WORK TO BE COMPLETED: Locate "# Target: green tree" in the records below, then copy its line and every following line exactly, without the pictures.

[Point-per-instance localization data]
........

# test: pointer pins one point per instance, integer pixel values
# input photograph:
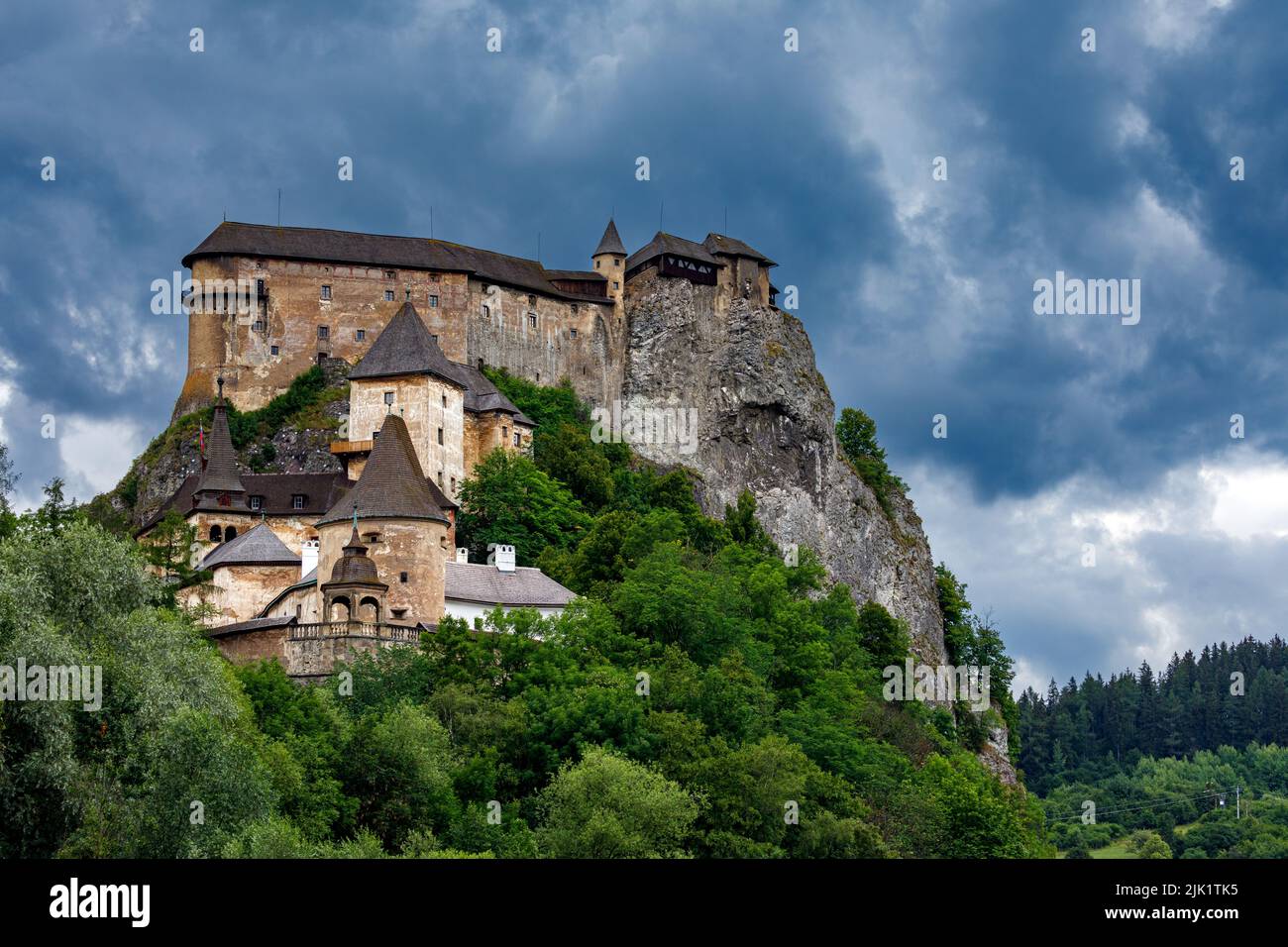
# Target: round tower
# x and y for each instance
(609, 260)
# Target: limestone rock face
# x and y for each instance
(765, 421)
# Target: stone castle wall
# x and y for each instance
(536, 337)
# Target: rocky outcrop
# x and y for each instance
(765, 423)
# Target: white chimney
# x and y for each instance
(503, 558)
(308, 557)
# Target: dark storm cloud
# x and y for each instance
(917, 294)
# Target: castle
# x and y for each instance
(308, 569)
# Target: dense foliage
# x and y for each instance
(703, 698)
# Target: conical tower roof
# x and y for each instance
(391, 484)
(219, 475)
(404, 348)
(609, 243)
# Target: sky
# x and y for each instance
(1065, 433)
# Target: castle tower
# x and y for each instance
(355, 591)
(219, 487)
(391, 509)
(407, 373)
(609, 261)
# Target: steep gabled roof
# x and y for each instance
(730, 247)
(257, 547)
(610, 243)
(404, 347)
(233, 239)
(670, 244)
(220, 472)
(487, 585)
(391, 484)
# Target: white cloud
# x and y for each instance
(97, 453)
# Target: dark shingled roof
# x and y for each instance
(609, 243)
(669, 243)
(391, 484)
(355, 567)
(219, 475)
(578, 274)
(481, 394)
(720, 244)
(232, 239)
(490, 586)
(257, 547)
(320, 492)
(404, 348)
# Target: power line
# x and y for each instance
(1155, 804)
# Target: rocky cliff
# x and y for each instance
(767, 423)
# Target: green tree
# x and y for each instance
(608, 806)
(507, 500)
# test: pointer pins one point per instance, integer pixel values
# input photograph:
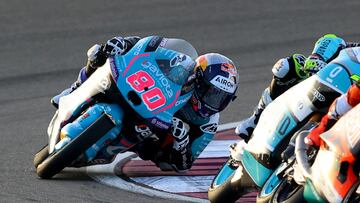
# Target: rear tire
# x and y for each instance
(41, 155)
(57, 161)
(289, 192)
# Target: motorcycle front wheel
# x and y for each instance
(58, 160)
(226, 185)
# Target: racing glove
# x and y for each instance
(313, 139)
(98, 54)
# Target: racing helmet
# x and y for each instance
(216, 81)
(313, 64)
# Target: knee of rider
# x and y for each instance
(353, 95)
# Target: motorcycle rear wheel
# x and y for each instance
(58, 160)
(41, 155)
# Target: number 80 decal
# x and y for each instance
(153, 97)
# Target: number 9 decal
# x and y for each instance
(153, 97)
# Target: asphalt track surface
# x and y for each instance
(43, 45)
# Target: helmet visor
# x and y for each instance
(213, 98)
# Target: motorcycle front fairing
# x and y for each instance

........

RESPONSE TO THE EXERCISE:
# Target: green tree
# x and y for each instance
(608, 806)
(507, 500)
# test: pointer pins one point per instance, integer pixel values
# input photograph:
# Target: rear tire
# x and y for each instance
(41, 155)
(57, 161)
(289, 192)
# Target: motorcycle front wheel
# x and y for each instance
(58, 160)
(226, 185)
# Target: racing glove
# x and y for each instance
(313, 139)
(98, 54)
# Target: racing helmet
# x and y for each instance
(216, 81)
(313, 64)
# Target: knee of rider
# x and y for each instance
(353, 95)
# Target: motorcycle rear wheel
# x and y for each instance
(58, 160)
(41, 155)
# Target: number 80 decal
# x and y for each instance
(153, 97)
# Target: number 9 decal
# x and y for each instance
(153, 97)
# Target: asphalt track surface
# x and y for each instance
(43, 45)
# Target: helmet visor
# x and y for each instance
(213, 98)
# Target: motorcycle front fairing
# x and y for each instance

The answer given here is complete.